_Questions_:
1. Copy the passage of the post on popular culture from "I have to get" up to and including "hands. Join hands.".
2. In one to three sentences, explain why, according to the post on popular culture, Gates missed the picture of Tupac taped to the wall in Soweto.

_Text for analysis_:
BEGIN

I’ve been collecting a number of pieces of string around this, one being that Gates was so overwhelmed by actually being able to See something among all the invisible men and sockets in Soweto that he missed the picture of Tupac taped to the wall. I imagine the wall to be made of flattened 25-liter cooking oil tins. Maybe the picture is of Diddy or Little Richard or Snoop or Afrika Bambaataa or L’il Kim’s plastic breasts. Maybe it is affixed to the wall with a magnet, or wired to the wall through holes drilled in the tins. Whoever the picture is of, it is not a picture of anything Americans promulgate as American culture. American culture would be the socket they don’t have. The software Gates is trying to sell them.

From that moment, I realized that African Americans are the arbiters of American and thus global popular culture. Just finished reading a book called An Empire  of Their Own: How the Jews Invented Hollywood. I await the sequel, about how African Americans — and System D — invented popular culture. And I do believe, as a very old school fan of the O’Jays and their love train, that the hip hop love train energy is what is moving through System D — what the African Francophones call the back channel economy, which now employs half the world’s workers and is the second-largest economy (after ours)  — to save the world. Out of the garbage pile that is Lagos it comes, slouching toward Bethlehem Wall fucking Street.


As usual, the comments on this clip are as important as the clip itself, if not more so.

Now comes this stunning profile of Kuk Harrell, a  black man who is Justin Bieber’s and Rihanna’s vocal producer. He is now my template for culture czar. First thought. It’s all pastiche and technology. Second thought, Romare Bearden is all pastiche and he did it, he sliced up America, Justin Bieber, Bill Gates and Rihanna, listening, as many African American fine artists do, to jazz.

Kuk Harrell, culture arbiter.

Jazz is way too intellectual for me. I suspect it has to do with the heroin-like abstractions of bone-deep existential Cool. I am not cool. I do lurk late though, and so I nearly passed out staring at Bearden’s Tomorrow I May Be Far Away at the National Gallery’s great 2003 retrospective when I saw fragments of wood siding samples pasted into the [entirely modernist] cubist melange. (Was Picasso the first black president?)

I immediately connected them to the collageurs and pastiche masters of African American yard art, in which hub caps are transformed into mandalas and geomancy energy changers, and drive shafts driven into graves into axes mundi. This Bearden did with advertising images he clipped and re-imagined from white Life or black Ebony magazine.

Romare Bearden. Tomorrow I May Be Far Away. 1967

Finally, there’s nothing post-modern about the pastiche. I need to think some more about that. It’s totes modern, and totes Marxist in its deconstruction, or explosion, and synthesis (as Harrell’s biographer puts it) into a Frankensteinian work of cobbled System D art. It’s a total reappropriation by Harrell/Bearden/Frankenstein. I need to think a whole lot more about that, and the interpolation of technology — the mastery of recording technology — with which Harrell mediates, collages, and pastiches a song. You think it’s Bieber? Think again.

For now, hear this. African Americans and Kuk Harrell are your popular cultural arbiters. Nothin’ post-racial about it.

I have to get some more System D and Frenchie philosophy under my belt. I’m still flipping out around the idea that Lacan was a Freudian psychoanalyst. Nothin’ Afro pomo homo about that.

People all over the world? Join hands. Join hands.

END

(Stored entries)

BEGIN

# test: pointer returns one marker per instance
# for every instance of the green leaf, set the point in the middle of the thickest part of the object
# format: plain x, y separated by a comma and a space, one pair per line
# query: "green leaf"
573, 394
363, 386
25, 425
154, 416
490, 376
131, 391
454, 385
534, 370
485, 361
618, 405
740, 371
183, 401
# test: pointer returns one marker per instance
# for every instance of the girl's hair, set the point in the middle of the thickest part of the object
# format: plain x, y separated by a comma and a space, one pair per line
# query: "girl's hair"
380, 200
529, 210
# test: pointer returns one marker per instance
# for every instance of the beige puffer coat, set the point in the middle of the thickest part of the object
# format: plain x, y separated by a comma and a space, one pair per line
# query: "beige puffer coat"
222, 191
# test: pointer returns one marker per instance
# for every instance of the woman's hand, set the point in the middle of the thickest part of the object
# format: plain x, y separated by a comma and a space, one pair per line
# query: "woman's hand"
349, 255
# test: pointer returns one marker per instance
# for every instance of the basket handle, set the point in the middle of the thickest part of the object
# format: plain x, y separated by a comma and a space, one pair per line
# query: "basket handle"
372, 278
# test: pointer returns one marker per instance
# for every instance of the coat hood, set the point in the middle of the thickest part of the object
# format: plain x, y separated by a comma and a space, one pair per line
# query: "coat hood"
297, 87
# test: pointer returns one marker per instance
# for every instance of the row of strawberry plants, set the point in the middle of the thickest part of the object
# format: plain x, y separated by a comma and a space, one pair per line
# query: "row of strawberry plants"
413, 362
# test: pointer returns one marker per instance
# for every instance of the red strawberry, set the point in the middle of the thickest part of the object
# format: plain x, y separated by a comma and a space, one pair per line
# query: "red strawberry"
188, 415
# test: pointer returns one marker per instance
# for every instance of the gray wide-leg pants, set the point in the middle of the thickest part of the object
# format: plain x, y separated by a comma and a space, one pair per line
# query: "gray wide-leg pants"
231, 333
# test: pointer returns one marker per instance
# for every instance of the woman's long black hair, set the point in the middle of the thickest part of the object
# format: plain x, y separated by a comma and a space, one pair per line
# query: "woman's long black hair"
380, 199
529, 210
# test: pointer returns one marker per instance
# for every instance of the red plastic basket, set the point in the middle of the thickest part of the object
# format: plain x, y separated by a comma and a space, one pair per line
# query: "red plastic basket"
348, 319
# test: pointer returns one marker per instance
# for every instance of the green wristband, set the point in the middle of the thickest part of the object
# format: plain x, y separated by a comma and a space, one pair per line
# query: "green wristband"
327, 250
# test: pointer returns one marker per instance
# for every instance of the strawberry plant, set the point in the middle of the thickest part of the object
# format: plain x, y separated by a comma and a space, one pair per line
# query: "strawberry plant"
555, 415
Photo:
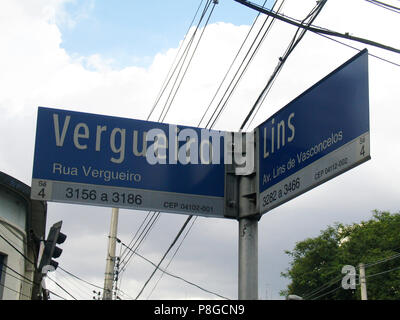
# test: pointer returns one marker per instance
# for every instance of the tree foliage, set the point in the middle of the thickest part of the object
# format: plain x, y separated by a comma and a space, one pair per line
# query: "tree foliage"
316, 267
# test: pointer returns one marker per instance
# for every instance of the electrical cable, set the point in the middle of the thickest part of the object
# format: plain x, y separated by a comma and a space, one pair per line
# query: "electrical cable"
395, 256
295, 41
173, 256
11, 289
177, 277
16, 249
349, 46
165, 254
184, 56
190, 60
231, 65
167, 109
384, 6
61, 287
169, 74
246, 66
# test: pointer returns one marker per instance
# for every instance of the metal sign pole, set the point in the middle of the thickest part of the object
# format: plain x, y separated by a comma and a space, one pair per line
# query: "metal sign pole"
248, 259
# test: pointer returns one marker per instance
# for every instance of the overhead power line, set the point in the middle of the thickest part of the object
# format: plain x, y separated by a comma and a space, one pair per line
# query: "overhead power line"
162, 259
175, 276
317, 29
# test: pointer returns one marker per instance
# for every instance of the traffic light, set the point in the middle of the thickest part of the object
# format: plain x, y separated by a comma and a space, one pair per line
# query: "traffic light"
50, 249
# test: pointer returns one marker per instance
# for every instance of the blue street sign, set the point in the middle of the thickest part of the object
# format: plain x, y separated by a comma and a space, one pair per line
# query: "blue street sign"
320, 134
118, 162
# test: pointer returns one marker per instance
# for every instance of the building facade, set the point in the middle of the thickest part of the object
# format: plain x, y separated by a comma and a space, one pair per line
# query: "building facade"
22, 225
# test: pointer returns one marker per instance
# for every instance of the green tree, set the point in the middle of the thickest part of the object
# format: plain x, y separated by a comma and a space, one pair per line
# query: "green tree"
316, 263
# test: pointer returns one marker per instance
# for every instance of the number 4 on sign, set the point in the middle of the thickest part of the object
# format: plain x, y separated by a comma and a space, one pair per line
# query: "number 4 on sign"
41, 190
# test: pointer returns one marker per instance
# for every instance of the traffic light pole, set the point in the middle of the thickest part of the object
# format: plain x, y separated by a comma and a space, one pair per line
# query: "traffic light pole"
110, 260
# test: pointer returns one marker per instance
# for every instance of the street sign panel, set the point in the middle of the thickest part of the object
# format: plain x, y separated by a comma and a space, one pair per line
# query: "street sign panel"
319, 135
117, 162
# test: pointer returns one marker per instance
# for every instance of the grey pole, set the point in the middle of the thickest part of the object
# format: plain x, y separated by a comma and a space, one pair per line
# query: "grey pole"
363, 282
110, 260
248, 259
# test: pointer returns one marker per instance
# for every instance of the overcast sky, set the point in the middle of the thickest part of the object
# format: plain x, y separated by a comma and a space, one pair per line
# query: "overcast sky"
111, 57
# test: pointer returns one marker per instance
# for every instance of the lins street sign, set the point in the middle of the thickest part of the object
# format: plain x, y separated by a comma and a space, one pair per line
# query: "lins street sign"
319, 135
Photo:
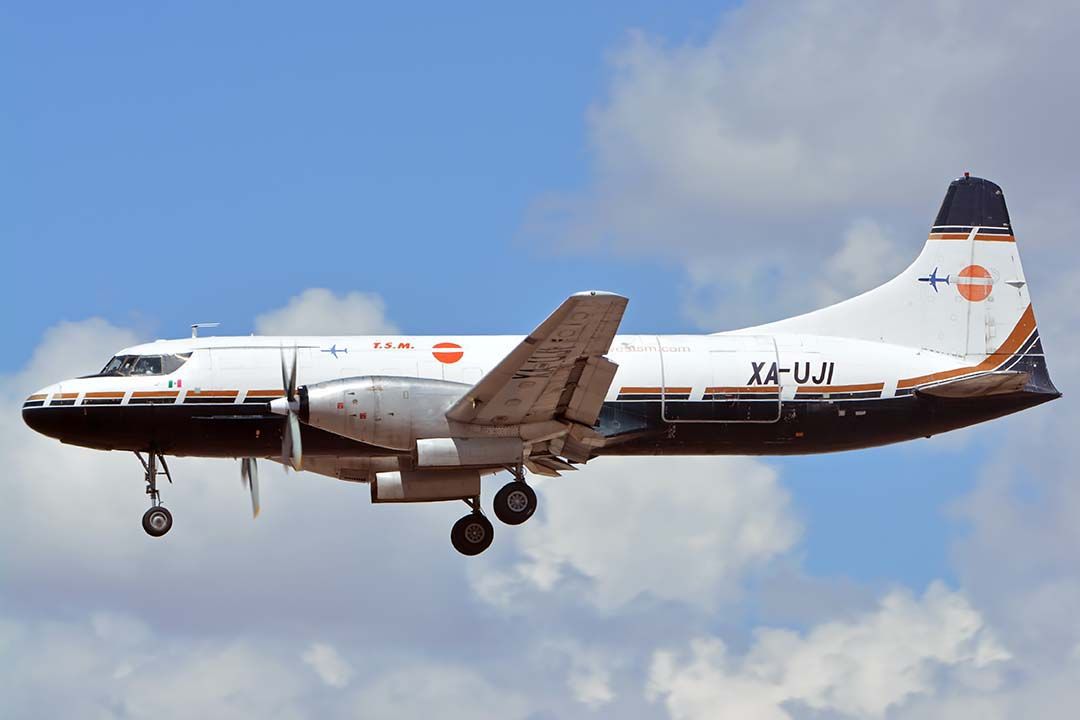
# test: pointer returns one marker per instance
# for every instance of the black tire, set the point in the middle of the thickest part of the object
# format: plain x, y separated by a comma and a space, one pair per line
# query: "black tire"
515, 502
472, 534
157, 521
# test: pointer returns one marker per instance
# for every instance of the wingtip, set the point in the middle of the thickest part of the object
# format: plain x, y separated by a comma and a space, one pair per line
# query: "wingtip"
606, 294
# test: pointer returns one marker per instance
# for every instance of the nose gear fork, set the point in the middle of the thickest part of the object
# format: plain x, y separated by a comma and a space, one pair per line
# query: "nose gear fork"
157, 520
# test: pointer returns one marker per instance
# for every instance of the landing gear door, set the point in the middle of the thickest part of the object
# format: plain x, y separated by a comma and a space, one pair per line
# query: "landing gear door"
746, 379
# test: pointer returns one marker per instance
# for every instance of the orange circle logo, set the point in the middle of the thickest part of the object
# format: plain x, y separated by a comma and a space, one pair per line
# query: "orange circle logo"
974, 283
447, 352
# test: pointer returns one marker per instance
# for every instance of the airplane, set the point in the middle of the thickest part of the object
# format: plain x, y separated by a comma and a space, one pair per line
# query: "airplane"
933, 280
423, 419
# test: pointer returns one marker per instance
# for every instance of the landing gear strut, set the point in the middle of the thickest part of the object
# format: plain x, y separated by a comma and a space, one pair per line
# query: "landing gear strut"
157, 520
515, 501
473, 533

END
BEGIN

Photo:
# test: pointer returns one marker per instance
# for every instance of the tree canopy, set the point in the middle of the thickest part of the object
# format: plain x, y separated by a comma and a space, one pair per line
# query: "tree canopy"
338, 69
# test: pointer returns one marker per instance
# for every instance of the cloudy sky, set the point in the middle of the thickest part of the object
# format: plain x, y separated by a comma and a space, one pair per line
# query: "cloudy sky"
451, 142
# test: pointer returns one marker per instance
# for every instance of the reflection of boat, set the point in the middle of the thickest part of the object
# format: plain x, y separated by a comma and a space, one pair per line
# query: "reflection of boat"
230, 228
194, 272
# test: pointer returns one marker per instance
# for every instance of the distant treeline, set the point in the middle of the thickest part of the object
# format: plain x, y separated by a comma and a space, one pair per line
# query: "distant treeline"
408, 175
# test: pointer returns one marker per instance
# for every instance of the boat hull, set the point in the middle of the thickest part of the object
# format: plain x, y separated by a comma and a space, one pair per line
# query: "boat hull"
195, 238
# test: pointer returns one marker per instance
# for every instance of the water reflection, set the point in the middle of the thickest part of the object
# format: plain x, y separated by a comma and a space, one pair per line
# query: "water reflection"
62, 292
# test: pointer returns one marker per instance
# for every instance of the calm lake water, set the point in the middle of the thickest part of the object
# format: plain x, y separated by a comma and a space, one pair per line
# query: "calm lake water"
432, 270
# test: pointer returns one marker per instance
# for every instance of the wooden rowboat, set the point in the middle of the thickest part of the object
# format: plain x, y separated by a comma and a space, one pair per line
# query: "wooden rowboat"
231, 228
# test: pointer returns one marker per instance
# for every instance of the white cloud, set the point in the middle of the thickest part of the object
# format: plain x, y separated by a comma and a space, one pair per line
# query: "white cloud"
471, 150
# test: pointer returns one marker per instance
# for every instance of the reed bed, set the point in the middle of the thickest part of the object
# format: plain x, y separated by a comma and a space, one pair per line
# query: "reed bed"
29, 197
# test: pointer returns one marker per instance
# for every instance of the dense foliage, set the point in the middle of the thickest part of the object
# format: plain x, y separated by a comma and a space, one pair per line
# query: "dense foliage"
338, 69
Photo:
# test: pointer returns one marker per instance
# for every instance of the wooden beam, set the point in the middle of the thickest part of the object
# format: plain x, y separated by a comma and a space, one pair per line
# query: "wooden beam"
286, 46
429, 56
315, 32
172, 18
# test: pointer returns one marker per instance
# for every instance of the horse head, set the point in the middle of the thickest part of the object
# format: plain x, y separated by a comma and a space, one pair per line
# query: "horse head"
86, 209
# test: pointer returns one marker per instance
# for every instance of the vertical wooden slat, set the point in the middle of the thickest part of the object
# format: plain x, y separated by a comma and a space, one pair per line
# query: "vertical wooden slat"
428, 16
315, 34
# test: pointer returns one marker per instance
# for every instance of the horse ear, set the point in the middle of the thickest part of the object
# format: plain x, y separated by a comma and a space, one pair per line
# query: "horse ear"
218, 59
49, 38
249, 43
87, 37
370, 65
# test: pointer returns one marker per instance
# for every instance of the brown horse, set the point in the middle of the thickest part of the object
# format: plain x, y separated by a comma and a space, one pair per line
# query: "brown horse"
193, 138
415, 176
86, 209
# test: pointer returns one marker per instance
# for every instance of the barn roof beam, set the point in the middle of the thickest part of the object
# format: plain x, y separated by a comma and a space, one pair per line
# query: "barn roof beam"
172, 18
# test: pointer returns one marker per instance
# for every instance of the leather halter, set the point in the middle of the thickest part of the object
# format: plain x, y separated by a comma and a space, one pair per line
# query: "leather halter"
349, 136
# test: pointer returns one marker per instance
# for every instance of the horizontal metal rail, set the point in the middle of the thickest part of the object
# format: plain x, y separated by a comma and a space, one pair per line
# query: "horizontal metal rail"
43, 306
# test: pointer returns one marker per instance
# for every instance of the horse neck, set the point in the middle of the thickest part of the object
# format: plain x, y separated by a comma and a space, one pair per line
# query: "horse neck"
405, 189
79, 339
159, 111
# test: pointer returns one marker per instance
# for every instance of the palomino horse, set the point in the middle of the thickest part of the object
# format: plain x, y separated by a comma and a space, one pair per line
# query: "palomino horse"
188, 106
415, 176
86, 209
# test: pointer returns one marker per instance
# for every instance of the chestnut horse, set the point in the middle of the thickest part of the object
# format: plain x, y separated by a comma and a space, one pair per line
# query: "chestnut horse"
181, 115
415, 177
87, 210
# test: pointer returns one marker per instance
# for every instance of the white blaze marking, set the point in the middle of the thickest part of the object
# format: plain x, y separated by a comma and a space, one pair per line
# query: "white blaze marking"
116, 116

END
BEGIN

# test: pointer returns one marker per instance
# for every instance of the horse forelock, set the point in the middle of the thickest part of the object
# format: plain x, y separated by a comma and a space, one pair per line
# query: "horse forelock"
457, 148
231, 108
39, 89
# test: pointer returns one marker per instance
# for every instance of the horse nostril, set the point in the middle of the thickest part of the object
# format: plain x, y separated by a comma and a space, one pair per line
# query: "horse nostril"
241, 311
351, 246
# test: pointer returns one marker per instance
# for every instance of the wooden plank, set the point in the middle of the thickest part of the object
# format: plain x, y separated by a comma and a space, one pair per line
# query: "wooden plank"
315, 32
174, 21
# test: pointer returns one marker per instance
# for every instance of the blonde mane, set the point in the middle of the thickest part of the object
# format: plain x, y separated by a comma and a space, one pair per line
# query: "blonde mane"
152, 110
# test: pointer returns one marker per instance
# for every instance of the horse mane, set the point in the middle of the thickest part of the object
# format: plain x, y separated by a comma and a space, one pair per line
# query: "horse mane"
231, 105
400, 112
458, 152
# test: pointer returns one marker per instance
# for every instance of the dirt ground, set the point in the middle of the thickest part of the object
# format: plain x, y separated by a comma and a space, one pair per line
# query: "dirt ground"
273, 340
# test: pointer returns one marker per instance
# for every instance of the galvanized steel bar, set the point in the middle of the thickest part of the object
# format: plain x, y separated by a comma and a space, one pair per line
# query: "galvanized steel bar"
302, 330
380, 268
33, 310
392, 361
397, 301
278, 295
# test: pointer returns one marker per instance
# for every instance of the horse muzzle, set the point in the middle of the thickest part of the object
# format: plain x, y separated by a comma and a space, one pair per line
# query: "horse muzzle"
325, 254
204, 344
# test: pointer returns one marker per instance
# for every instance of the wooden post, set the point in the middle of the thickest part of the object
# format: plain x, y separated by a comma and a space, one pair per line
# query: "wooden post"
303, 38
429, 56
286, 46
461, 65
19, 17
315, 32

END

_Written answers_:
1.
I have to get some more System D and Frenchie philosophy under my belt. I’m still flipping out around the idea that Lacan was a Freudian psychoanalyst. Nothin’ Afro pomo homo about that.

People all over the world? Join hands. Join hands.

2. Gates was so overwhelmed at actually being able to see something among all the invisible men and sockets in Soweto that he overlooked the picture of Tupac taped to the wall.